*Written exercise*
Starting at the first line and ending at the line with "x=390, y=188", write these lines out again with "shelf audit" swapped for "store audit" and nothing else changed.

[Point-based annotation data]

::::::

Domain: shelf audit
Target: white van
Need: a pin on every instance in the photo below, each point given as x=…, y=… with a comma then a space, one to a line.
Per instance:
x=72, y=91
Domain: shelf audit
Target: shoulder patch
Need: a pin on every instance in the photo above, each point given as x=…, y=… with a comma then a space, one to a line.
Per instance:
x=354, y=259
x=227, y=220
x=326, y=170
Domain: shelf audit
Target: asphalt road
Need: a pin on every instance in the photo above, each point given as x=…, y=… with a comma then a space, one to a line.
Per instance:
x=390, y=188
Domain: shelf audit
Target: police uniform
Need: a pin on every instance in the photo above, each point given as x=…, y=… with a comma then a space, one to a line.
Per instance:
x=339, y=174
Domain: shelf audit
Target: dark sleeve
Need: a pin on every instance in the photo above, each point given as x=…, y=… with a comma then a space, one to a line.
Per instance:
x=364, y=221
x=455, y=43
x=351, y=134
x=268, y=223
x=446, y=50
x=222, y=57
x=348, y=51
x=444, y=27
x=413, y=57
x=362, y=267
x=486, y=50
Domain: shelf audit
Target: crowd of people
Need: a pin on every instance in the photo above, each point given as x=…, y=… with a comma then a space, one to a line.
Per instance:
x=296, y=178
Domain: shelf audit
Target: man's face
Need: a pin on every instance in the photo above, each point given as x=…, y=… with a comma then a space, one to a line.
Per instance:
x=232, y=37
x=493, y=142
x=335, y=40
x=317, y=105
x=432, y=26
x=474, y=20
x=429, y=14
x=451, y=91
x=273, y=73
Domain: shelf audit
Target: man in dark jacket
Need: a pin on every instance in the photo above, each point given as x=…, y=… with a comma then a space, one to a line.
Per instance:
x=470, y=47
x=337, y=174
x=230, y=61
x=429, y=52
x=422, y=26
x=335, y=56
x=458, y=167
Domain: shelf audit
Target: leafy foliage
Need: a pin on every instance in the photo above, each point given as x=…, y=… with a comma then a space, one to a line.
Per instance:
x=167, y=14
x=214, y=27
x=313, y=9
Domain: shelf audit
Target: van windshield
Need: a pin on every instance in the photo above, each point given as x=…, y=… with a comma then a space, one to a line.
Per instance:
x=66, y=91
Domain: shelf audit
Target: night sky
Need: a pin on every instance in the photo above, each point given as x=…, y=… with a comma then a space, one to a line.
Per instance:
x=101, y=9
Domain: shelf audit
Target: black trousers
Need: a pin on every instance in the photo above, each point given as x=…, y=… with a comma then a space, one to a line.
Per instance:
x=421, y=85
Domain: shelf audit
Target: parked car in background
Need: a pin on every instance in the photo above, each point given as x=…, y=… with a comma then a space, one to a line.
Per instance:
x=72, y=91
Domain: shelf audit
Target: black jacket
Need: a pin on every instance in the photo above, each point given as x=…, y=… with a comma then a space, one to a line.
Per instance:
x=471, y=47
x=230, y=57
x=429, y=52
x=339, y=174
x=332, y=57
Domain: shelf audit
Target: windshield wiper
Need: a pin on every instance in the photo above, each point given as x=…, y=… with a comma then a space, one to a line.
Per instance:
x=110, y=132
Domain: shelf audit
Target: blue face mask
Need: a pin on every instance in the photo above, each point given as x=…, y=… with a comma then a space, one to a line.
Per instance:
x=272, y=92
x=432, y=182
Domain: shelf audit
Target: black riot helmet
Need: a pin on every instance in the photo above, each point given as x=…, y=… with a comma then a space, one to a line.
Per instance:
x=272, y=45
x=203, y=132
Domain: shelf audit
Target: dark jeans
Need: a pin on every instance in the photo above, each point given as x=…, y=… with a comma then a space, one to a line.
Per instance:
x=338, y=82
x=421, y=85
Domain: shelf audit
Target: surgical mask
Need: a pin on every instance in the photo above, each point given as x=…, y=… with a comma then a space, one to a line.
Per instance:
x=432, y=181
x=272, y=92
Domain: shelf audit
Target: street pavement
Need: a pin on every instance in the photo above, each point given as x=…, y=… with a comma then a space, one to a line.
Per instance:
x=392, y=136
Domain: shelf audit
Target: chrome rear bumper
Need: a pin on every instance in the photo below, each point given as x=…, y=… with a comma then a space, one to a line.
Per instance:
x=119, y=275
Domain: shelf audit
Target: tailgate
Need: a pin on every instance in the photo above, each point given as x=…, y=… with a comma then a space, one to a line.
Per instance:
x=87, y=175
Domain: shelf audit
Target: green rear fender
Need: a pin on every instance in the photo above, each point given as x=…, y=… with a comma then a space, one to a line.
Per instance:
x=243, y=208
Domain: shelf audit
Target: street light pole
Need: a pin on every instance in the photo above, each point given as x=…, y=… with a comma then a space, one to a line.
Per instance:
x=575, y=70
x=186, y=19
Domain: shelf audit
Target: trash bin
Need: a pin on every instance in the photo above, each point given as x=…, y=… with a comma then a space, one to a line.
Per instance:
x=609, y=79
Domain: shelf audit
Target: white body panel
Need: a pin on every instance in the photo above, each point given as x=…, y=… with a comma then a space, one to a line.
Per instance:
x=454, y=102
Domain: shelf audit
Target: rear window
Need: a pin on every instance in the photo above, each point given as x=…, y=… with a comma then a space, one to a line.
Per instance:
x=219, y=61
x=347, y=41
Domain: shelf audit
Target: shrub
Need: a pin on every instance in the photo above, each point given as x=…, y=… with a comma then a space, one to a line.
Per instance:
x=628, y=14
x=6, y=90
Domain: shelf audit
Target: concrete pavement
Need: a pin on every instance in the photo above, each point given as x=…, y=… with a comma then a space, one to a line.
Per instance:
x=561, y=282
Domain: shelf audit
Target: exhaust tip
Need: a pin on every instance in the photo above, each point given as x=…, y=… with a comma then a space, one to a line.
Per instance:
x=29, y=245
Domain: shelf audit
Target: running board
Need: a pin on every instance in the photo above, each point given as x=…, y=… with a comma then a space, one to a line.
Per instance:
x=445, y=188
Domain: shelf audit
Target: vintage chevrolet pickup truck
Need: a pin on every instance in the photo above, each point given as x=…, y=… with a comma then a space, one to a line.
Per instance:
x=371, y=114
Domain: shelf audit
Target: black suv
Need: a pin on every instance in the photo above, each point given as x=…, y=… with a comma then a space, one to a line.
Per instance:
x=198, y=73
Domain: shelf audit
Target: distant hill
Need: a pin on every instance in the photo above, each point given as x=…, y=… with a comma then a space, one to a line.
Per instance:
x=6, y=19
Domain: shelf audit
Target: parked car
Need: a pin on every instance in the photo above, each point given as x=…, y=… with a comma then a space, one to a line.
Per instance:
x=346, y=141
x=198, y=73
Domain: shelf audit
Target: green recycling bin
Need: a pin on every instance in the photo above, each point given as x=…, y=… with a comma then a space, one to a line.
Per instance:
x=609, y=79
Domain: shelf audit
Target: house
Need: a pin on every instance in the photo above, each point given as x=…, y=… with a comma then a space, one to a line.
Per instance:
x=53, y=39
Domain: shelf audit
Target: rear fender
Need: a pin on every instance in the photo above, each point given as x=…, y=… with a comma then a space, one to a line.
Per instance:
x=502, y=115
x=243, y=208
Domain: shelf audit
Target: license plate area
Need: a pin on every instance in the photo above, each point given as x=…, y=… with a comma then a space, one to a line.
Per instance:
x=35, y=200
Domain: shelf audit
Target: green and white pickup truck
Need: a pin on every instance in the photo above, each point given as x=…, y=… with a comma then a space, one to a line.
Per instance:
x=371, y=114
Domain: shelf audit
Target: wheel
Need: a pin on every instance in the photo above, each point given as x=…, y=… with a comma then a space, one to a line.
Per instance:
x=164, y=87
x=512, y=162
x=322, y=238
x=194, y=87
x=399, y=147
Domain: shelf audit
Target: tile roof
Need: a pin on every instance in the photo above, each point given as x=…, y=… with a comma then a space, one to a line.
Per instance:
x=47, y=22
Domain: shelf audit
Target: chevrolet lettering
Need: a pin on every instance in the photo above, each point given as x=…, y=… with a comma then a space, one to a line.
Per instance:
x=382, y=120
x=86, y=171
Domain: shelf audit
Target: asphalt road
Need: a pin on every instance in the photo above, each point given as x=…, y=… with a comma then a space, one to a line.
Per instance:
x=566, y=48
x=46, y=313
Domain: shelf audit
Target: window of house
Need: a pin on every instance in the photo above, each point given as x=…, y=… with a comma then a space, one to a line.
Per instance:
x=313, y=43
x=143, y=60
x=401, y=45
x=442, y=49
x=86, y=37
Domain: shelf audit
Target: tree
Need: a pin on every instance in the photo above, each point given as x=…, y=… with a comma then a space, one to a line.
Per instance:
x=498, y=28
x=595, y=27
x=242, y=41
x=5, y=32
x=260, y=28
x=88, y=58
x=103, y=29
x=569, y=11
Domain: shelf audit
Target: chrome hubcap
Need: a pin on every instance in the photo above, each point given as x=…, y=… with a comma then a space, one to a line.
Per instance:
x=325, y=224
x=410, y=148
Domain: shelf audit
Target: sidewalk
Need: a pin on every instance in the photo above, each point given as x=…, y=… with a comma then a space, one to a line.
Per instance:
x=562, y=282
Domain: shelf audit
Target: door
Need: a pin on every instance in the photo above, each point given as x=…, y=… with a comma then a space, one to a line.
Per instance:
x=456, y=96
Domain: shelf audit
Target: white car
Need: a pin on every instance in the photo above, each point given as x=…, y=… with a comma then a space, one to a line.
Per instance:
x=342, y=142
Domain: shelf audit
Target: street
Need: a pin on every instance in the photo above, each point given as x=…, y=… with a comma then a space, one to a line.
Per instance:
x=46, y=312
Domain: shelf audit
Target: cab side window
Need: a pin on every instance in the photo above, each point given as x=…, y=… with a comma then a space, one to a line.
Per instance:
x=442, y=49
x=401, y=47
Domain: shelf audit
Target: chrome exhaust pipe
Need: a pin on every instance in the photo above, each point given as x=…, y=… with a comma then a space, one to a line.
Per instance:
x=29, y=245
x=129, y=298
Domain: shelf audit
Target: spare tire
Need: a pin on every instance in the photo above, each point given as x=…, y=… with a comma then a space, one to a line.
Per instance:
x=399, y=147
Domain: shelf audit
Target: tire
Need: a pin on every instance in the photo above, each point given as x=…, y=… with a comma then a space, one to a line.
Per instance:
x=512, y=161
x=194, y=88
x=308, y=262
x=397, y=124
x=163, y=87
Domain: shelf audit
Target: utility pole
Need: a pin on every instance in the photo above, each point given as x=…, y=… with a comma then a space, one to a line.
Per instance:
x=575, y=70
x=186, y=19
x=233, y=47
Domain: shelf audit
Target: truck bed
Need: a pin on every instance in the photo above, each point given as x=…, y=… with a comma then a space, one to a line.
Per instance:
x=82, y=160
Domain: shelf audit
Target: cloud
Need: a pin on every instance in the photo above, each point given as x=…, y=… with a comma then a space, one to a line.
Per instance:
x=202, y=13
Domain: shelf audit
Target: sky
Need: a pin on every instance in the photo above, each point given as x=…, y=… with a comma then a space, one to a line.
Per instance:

::::::

*Reply*
Domain: store audit
Target: white van
Need: a pin on every instance in the photo below, each point given as x=…, y=… with a comma then a space, one to a line.
Per instance:
x=72, y=91
Domain: store audit
Target: shoulder patch
Need: a pin on every instance in the photo above, each point given as x=…, y=… with a comma then a space, one to a line.
Per instance:
x=354, y=259
x=227, y=220
x=326, y=170
Domain: store audit
Target: asphalt road
Need: a pin on every instance in the photo above, each point given as x=…, y=… with a comma then a space, one to a line.
Per instance:
x=390, y=188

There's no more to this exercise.